__YOUR OBJECTIVE__. Reproduce the entries that follow, exactly and in full.

__DATA SHOWN__.

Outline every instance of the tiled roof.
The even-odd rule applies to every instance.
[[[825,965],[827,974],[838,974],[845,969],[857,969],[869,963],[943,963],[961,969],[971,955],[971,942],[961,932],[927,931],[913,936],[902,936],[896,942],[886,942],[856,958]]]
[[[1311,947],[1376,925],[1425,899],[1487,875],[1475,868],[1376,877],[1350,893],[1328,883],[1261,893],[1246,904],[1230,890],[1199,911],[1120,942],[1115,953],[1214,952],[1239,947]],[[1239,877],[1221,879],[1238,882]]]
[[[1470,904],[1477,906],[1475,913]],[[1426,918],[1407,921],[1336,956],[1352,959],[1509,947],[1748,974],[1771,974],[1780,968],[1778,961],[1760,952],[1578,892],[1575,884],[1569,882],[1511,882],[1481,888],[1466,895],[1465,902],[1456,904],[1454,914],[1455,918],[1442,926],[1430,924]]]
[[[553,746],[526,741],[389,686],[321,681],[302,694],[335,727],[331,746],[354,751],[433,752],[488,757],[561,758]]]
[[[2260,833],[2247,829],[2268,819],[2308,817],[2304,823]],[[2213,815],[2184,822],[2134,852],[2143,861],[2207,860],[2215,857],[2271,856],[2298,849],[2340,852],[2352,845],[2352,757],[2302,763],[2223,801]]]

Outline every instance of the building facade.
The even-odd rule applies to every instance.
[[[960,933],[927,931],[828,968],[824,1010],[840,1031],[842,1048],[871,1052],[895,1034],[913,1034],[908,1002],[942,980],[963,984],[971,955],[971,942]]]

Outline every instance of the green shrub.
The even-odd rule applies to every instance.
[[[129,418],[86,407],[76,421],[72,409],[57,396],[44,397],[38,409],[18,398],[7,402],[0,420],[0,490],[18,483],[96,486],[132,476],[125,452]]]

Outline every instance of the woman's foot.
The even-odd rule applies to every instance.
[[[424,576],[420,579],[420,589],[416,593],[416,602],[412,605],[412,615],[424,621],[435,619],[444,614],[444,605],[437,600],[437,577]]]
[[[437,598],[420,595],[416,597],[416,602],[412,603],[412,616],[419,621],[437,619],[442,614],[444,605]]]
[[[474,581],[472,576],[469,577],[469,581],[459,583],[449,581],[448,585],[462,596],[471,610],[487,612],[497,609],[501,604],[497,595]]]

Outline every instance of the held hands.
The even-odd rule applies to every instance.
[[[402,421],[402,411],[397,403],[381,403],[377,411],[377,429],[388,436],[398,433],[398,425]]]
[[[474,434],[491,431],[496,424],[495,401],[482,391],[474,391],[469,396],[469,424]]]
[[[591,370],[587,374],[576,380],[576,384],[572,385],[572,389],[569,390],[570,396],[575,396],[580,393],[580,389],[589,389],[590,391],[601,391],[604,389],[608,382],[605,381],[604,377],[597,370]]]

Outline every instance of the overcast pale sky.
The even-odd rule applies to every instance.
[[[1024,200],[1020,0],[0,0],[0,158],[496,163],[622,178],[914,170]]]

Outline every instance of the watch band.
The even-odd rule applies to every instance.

__EXERCISE ANSWER__.
Outline every instance of the tiled roof.
The even-odd rule applies to every instance.
[[[825,965],[827,974],[838,974],[845,969],[857,969],[869,963],[943,963],[961,969],[971,955],[971,942],[961,932],[927,931],[913,936],[902,936],[896,942],[886,942],[856,958]]]
[[[1311,947],[1376,925],[1425,899],[1487,875],[1475,868],[1376,877],[1350,893],[1328,883],[1261,893],[1246,904],[1230,890],[1199,911],[1120,942],[1115,953],[1214,952],[1239,947]],[[1239,877],[1221,879],[1238,882]]]
[[[1470,904],[1477,906],[1475,913]],[[1426,918],[1407,921],[1336,956],[1352,959],[1509,947],[1748,974],[1771,974],[1780,968],[1778,961],[1760,952],[1578,892],[1575,884],[1569,882],[1511,882],[1481,888],[1466,895],[1465,902],[1456,904],[1454,914],[1455,918],[1442,926],[1430,924]]]
[[[553,746],[526,741],[389,686],[321,681],[302,694],[335,727],[331,746],[354,751],[433,752],[488,757],[561,758]]]
[[[2260,833],[2247,829],[2268,819],[2308,817],[2304,823]],[[2213,815],[2184,822],[2134,852],[2143,861],[2207,860],[2215,857],[2271,856],[2298,849],[2340,852],[2352,845],[2352,757],[2302,763],[2223,801]]]

Outline every instance of the building facade.
The even-odd rule applies to every instance.
[[[960,933],[927,931],[828,968],[824,1010],[840,1031],[842,1048],[871,1052],[895,1034],[913,1034],[908,1002],[942,980],[963,984],[971,955],[971,942]]]

Outline every instance of the green shrub.
The even-odd rule applies to every instance.
[[[129,418],[86,407],[76,421],[72,409],[57,396],[44,397],[38,409],[18,398],[7,402],[0,420],[0,490],[18,483],[96,486],[132,476],[125,452]]]

Outline every instance of the woman's foot.
The even-odd rule applies to every instance.
[[[424,576],[420,579],[420,589],[416,593],[416,602],[412,605],[412,615],[424,621],[435,619],[444,614],[444,605],[437,600],[437,577]]]
[[[437,598],[420,595],[416,597],[416,602],[412,603],[412,616],[419,621],[437,619],[442,614],[444,605]]]
[[[474,581],[472,576],[469,577],[469,581],[459,583],[449,581],[448,585],[462,596],[471,610],[487,612],[497,609],[501,604],[497,595]]]

Outline every instance of the held hands.
The even-odd rule applies to every instance.
[[[402,421],[402,411],[397,403],[381,403],[377,411],[377,429],[388,436],[398,433],[398,425]]]
[[[474,434],[491,431],[496,424],[495,401],[482,391],[474,391],[469,396],[469,424]]]
[[[591,370],[587,374],[576,380],[576,384],[572,385],[572,389],[569,390],[570,396],[575,396],[580,393],[580,389],[589,389],[590,391],[601,391],[604,389],[608,382],[605,381],[604,377],[597,370]]]

Outline every instance of the overcast pale sky.
The even-odd rule applies to every instance.
[[[1024,200],[1020,0],[0,0],[0,158],[496,163],[622,178],[914,170]]]

Outline every instance of the watch band.
The even-odd rule applies to every instance.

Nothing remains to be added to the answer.